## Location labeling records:
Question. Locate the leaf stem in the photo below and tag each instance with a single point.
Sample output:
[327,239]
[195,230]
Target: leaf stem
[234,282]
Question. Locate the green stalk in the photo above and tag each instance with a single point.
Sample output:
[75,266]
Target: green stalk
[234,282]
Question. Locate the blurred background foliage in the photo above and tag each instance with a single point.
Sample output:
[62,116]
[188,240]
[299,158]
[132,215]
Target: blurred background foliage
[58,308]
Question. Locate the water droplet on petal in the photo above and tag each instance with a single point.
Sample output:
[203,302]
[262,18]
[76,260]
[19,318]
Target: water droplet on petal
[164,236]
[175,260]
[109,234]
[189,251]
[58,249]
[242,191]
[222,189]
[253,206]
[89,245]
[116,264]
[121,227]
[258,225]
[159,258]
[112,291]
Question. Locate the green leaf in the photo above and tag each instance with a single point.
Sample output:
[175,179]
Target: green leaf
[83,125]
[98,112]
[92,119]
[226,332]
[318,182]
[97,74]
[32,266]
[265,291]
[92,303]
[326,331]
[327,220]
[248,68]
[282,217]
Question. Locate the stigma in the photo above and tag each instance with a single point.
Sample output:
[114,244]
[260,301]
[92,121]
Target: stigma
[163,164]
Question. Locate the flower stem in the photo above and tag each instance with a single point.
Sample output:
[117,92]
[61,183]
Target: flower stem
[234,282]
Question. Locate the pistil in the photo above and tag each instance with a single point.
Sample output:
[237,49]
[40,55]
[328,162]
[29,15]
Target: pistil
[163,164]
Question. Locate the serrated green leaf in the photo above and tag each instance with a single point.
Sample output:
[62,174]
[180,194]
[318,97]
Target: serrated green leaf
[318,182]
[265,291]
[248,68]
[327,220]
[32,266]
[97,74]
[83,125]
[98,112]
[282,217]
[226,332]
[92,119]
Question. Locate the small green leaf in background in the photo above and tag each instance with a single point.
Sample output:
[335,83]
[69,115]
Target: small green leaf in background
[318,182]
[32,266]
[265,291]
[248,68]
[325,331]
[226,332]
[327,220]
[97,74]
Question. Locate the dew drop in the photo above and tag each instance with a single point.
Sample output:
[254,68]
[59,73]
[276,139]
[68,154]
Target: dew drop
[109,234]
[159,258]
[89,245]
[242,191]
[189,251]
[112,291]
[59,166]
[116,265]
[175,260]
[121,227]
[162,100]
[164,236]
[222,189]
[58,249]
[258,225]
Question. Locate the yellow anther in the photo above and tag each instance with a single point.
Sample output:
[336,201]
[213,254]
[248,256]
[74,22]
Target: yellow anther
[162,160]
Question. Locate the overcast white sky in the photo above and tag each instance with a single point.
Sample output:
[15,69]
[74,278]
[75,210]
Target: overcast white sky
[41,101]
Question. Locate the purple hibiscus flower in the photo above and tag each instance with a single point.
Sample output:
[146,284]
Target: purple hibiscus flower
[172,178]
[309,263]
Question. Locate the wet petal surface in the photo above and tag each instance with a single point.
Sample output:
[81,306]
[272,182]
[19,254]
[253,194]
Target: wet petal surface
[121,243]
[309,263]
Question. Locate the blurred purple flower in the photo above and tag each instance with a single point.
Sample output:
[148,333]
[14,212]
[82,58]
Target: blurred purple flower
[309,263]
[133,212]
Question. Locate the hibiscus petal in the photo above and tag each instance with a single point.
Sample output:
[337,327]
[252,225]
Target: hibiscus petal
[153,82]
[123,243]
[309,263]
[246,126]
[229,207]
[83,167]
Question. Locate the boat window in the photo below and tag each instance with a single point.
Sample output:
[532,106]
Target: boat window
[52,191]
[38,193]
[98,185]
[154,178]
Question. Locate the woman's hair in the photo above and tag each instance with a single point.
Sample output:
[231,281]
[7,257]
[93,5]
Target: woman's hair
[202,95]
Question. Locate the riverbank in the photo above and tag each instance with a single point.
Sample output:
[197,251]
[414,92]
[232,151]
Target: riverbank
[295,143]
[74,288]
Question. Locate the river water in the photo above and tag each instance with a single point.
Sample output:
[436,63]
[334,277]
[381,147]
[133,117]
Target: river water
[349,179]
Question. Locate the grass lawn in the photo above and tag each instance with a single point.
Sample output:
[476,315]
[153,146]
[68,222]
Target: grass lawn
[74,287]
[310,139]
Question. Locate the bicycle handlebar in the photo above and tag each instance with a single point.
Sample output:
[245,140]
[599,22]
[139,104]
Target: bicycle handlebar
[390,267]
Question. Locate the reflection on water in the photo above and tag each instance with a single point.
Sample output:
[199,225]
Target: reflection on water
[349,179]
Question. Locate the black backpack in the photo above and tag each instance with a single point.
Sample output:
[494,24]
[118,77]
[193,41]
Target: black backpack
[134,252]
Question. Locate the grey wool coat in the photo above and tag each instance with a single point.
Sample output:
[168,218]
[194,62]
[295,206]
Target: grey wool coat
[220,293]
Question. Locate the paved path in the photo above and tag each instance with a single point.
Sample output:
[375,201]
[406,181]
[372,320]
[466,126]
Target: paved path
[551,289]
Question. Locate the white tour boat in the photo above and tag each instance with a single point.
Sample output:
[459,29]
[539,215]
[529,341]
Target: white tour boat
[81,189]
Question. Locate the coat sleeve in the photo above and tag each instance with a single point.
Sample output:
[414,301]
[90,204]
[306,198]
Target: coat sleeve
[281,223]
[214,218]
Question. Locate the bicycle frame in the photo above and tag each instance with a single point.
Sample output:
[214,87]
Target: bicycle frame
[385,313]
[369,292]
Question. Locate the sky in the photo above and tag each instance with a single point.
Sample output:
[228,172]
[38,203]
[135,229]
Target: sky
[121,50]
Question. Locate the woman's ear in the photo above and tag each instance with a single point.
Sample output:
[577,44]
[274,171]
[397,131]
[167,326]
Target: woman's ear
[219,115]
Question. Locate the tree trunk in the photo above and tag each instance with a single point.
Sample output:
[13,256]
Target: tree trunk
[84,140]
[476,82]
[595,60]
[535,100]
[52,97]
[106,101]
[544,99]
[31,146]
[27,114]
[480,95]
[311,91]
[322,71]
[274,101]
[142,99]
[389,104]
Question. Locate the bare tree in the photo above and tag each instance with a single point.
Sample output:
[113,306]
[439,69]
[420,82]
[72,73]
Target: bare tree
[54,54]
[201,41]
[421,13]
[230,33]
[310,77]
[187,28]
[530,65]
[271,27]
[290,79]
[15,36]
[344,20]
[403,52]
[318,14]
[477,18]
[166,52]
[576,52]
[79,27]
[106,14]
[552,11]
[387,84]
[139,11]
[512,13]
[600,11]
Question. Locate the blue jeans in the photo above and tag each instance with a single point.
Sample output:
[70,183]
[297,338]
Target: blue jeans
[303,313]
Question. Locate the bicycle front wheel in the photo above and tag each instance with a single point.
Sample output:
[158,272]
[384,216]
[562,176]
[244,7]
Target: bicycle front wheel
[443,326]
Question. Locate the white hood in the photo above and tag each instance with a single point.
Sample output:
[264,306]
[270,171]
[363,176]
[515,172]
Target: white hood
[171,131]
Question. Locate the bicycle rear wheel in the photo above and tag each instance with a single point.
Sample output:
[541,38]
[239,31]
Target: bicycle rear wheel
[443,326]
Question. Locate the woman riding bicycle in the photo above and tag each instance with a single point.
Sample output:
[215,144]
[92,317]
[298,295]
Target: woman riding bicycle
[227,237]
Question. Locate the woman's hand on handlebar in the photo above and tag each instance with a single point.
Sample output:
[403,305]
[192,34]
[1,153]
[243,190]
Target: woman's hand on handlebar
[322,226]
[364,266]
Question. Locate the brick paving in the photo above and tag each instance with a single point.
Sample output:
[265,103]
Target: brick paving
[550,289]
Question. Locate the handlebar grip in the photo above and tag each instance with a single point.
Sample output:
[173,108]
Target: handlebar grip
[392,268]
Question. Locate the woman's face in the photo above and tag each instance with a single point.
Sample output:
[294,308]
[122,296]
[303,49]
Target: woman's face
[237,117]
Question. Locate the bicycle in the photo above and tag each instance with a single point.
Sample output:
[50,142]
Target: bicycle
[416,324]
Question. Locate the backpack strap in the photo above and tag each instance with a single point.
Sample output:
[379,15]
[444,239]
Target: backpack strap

## Work to do:
Please copy the records from the line with "Question. Locate the white hood" through the end of the records, replacing "brick paving" with "stone paving" and leaving everything else unchanged.

## Exercise answer:
Question. Locate the white hood in the photo above and tag each instance with a single point.
Sample output:
[264,306]
[270,171]
[363,176]
[515,172]
Target: white hood
[171,131]
Question. Locate the bicycle rear wheel in the photo above and tag each instance with a single point.
Sample output:
[541,38]
[239,31]
Target: bicycle rear wheel
[443,326]
Question. Locate the woman riding bicycle in the photo above and tag each instance with a single point.
Sample output:
[215,144]
[92,317]
[298,295]
Target: woman riding bicycle
[227,237]
Question. Locate the woman's hand on handlebar in the photo above and tag each instance with a single point.
Sample output:
[403,305]
[192,34]
[1,153]
[243,190]
Target: woman's hand on handlebar
[322,226]
[364,266]
Question. Locate the stone paving in the photo above and tag each instance with a single point.
Sample output:
[265,103]
Target: stone paving
[550,289]
Question. Locate the handlebar grip in the photo above and tag each instance with a single point.
Sample output:
[173,108]
Target: handlebar grip
[392,268]
Question. Locate the woman's face in the photo above and tag each instance with a single point.
Sample output:
[294,308]
[122,296]
[303,49]
Target: woman's face
[237,117]
Question. Locate the bicycle in the photo above and tag each instance with a single point.
Sample output:
[50,142]
Target: bicycle
[416,324]
Question. Locate the backpack strap in the photo above and tag each instance with a single point.
Sample output:
[379,15]
[444,239]
Target: backpack strap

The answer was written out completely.